_Tasks to complete_
[a] From the Roane County history text, reproduce the stretch from "However, he was" through "in Roane County." word for word.
[b] Translate this sentence from the Roane County history text into Spanish: "It was the second time that Mr. Goodwin had to assume the acting position as sheriff."

_Extract to read_
Tag Archives: Illinois

Was Lillie Cox Ladd the Roane County Sheriff?

{Robert Bailey – Roane County Historian}

It has been claimed that Lillie Cox Ladd, the grandmother of the late Senator Howard H. Baker, Jr., was the first woman sheriff in Roane County and Tennessee. This has been told in many different forms and versions. (Senator Howard Baker, Jr.) Pictured to the right. However, most of this information has been proven wrong by using primary documents. Criss J. Ladd (1876-1927) had been elected Roane County sheriff in September 1926.

However, he was sick most of his term. In April 1927, Criss J. Ladd and his wife, Lillie, went to a hospital in Effingham, Illinois for treatment. After leaving Criss there, Lillie returned to Roane County. On her way back, she received word that 12 prisoners had escaped from the Roane County jail. In the newspaper article, John Hendricks was listed as the acting sheriff. When she returned, she went unarmed with a prisoner, Herman Edwards, in search of the prisoners. She found two of them and convinced Leonard and Willis Edwards, who were related to Herman Edwards, to surrender and return to jail. Criss J. Ladd died June 24, 1927, in Roane County.

In Tennessee, when a sheriff died or resigned, the coroner automatically becomes acting sheriff. In this case, it was Thomas Elmer Goodwin who became sheriff. It was the second time that Mr. Goodwin had to assume the acting position as sheriff. At the July 4th, 1927 meeting of the Roane County Court, Criss’s brother, Frank L. Ladd was selected as sheriff to finish out his brother’s term. Lillie may have been “acting as sheriff,” but she never held the position of official sheriff as had been told.

Originally written for the Roane County Newsletter to the Community, June 2018.

The Murder of Mr. Bradbury

{Robert Bailey – Roane County Historian}

Probably one of the first serial killers of the United States was the Harpe brothers (Micajah, or Big Harpe and Wiley or Little Harpe) whose reign of terror from 1797 to 1799 included the murder of at least 39 men, women, and children in Tennessee, Kentucky, and Illinois. Many of the murders were very brutal. The Roane County connection with the Harpe Brothers was their murder of Mr. Bradbury (his first name is not known for certain) about 1798 in what became known as Bradbury Ridge between Poplar Springs and the Buttermilk Road area in East Roane County. It is not known how he was murdered or where he is buried. There is a rock located on Bradbury Ridge in which his last name was carved. It was still visible in the 1980s. Another murder had ties to Roane County. The brothers attempted to find and kill Hugh Dunlap who moved to Roane County in 1810, but they ended up killing another man thinking it was Dunlap. It is said the area where Mr. Bradbury was murdered is haunted. There have been many stories of the ghost of Mr. Bradbury being seen on the ridge. One story told by Mrs. L.P. Hensley, was as followed, “Aunt Vinnie Miller who came from Poplar Springs Valley to Eblen Cave Road to the grist mill. On their way back, near what is now Bradbury Church, something got on the running gears of their wagon and spooked the horses. Whatever it was didn’t get off until they were over the ridge.” This would have happened before 1882 as her father, Absalom Miller died that year. The brothers were tracked to Kentucky, where in August 1799, Micajah Harpe was shot and killed by a posse. His brother, Wiley Harpe escaped but was later caught and hanged in 1804.

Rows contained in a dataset
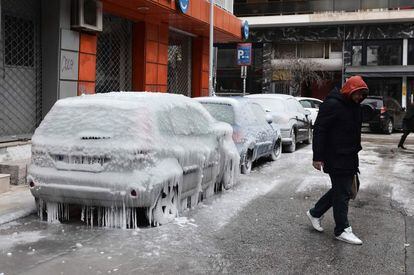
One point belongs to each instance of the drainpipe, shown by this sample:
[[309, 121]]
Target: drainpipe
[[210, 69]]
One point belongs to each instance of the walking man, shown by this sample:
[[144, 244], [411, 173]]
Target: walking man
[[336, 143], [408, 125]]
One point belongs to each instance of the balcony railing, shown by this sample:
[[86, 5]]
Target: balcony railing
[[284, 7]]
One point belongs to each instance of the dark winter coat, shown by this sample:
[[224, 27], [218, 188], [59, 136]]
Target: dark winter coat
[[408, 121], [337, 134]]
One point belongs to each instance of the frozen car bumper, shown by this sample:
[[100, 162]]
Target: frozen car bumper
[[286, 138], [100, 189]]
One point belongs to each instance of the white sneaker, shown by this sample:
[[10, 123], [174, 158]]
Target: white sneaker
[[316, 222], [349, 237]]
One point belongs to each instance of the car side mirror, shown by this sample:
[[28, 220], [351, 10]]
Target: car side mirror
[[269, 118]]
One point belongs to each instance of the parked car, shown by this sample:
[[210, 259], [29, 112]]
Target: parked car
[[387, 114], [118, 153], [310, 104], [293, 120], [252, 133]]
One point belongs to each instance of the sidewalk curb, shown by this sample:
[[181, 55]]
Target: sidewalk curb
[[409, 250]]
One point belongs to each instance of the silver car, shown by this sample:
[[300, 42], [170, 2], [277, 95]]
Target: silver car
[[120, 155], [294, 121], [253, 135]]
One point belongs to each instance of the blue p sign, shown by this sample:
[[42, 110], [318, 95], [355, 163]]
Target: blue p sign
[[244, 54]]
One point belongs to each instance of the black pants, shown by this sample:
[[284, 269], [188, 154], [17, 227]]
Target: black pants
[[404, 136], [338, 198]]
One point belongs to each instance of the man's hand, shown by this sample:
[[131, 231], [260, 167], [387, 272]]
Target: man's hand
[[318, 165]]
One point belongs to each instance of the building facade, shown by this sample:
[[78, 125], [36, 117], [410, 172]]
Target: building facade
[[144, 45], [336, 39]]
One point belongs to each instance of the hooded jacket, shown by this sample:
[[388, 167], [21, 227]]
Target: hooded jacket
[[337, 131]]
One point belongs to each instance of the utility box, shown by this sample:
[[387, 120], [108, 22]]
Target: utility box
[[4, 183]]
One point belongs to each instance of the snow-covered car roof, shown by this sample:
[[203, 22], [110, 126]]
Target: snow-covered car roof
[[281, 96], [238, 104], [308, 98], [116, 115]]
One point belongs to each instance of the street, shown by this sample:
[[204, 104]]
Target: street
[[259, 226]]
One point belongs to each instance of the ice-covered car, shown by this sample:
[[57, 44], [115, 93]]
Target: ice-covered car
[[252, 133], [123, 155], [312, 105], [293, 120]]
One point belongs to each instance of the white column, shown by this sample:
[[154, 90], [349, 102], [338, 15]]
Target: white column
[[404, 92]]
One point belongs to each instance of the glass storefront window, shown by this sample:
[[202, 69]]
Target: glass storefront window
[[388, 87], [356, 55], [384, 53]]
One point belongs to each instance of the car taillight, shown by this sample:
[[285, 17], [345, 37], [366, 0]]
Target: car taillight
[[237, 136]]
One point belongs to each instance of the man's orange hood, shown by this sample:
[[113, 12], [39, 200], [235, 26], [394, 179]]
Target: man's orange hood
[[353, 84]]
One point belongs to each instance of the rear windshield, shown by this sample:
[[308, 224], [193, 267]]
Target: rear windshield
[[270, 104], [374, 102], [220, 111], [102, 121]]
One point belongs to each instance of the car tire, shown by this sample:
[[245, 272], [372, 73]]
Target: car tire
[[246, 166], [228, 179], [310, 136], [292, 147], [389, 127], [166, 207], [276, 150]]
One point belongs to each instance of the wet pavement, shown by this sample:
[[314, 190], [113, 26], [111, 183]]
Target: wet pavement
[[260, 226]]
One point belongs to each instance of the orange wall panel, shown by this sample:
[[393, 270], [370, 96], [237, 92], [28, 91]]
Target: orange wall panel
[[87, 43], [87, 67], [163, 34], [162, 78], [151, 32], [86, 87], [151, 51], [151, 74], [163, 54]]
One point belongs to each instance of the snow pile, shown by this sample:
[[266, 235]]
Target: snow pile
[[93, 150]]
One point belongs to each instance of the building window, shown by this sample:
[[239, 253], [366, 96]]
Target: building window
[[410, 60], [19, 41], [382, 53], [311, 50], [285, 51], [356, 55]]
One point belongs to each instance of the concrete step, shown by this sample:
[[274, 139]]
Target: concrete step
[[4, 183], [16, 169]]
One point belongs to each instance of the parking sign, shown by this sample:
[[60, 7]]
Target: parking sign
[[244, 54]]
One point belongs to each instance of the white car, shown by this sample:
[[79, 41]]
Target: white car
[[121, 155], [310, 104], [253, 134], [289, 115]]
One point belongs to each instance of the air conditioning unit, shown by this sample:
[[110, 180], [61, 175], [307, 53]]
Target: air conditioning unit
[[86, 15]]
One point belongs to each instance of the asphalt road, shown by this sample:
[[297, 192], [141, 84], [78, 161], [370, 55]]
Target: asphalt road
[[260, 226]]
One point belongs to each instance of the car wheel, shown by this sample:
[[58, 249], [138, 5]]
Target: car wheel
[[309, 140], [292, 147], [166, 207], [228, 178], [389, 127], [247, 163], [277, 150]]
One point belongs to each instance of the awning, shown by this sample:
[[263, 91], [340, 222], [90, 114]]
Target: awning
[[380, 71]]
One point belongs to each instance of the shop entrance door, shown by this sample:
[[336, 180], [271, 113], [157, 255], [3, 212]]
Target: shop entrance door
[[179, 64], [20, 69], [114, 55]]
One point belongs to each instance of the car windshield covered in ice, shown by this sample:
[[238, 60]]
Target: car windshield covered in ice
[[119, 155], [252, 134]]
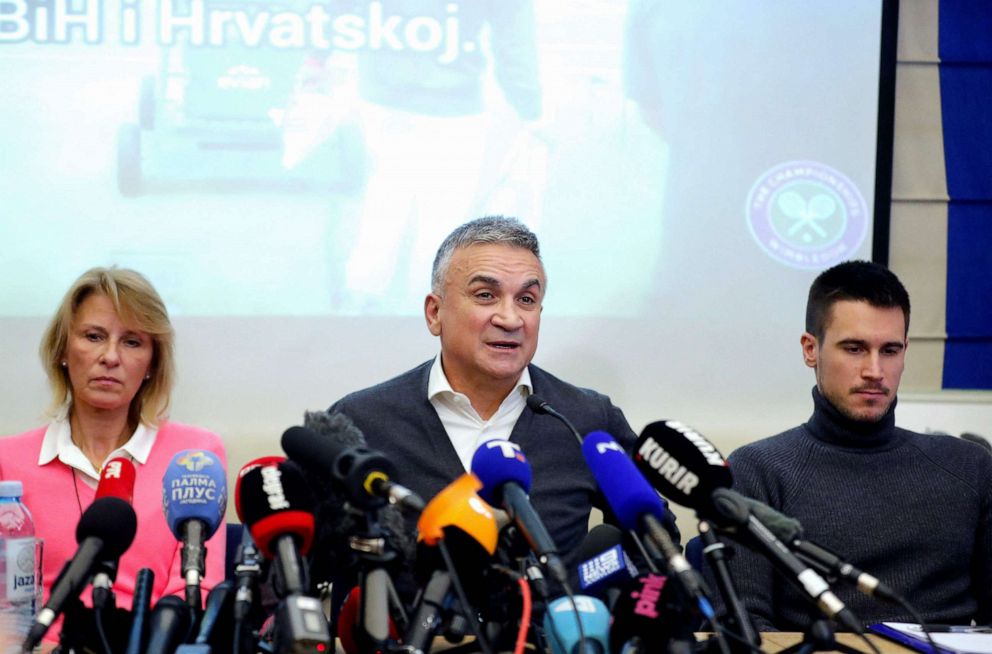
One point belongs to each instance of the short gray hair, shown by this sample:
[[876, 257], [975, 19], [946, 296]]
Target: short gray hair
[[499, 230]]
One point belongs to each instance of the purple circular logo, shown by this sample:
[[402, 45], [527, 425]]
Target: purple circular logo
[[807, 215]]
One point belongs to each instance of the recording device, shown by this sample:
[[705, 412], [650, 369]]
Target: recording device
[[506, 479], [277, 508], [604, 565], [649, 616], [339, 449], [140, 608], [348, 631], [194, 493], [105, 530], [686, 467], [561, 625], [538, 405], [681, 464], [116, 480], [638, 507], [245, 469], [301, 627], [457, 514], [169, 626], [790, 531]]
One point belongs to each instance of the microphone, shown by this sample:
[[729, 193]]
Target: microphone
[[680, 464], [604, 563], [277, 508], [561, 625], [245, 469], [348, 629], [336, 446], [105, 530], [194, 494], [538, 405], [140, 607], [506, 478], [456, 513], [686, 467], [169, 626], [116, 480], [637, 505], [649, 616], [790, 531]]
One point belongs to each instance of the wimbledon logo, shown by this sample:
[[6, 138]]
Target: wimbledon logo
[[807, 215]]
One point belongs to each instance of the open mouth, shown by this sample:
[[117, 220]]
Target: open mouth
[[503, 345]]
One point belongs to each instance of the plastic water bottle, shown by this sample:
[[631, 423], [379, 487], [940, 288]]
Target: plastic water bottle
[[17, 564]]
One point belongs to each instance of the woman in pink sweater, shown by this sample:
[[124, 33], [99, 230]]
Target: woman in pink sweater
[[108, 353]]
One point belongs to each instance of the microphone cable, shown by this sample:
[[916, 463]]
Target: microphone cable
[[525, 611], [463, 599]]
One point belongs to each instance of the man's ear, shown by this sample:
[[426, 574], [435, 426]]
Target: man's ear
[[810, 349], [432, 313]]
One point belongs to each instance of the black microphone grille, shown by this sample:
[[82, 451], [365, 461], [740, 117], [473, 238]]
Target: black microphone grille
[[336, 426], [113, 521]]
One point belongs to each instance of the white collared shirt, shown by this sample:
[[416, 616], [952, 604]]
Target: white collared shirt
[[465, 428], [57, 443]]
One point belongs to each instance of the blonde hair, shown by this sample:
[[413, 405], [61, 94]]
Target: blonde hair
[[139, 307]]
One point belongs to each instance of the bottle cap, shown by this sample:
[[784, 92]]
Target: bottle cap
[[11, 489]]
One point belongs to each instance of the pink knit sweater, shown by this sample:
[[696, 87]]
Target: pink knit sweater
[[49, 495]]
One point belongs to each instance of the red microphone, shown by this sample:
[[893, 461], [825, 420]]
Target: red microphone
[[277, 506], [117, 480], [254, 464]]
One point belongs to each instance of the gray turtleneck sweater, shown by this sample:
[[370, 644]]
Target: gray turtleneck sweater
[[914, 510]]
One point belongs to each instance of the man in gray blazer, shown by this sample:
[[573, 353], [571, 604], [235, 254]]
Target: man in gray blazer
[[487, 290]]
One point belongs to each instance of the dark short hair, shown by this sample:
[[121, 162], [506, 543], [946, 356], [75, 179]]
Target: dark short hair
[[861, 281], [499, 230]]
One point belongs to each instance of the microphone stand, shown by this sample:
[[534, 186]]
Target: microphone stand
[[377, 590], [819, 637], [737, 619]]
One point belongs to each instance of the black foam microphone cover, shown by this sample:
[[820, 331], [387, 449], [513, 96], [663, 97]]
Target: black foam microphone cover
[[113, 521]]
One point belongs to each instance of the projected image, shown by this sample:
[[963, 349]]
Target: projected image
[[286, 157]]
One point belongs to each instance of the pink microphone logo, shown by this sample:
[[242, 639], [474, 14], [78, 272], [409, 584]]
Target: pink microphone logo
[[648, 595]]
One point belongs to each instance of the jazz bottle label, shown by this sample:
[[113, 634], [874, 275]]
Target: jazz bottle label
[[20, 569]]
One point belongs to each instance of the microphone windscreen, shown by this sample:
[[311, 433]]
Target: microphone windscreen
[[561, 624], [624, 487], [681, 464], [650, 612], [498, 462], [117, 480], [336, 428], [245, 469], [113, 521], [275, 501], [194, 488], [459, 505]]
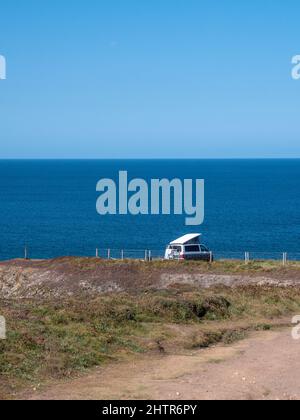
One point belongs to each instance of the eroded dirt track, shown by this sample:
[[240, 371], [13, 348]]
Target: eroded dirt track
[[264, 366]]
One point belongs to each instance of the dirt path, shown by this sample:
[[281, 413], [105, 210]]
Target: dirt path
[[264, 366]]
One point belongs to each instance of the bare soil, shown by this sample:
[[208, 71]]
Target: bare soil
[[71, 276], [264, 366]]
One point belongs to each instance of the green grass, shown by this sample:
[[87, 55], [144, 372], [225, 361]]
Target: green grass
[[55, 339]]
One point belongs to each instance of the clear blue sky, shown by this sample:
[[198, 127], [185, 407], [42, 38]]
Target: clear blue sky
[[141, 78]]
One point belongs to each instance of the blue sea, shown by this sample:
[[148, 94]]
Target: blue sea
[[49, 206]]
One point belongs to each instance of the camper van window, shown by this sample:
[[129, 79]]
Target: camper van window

_Answers by item number_
[a]
However, he was sick most of his term. In April 1927, Criss J. Ladd and his wife, Lillie, went to a hospital in Effingham, Illinois for treatment. After leaving Criss there, Lillie returned to Roane County. On her way back, she received word that 12 prisoners had escaped from the Roane County jail. In the newspaper article, John Hendricks was listed as the acting sheriff. When she returned, she went unarmed with a prisoner, Herman Edwards, in search of the prisoners. She found two of them and convinced Leonard and Willis Edwards, who were related to Herman Edwards, to surrender and return to jail. Criss J. Ladd died June 24, 1927, in Roane County.

[b] Era la segunda vez que el Sr. Goodwin tenía que asumir el cargo de sheriff interino.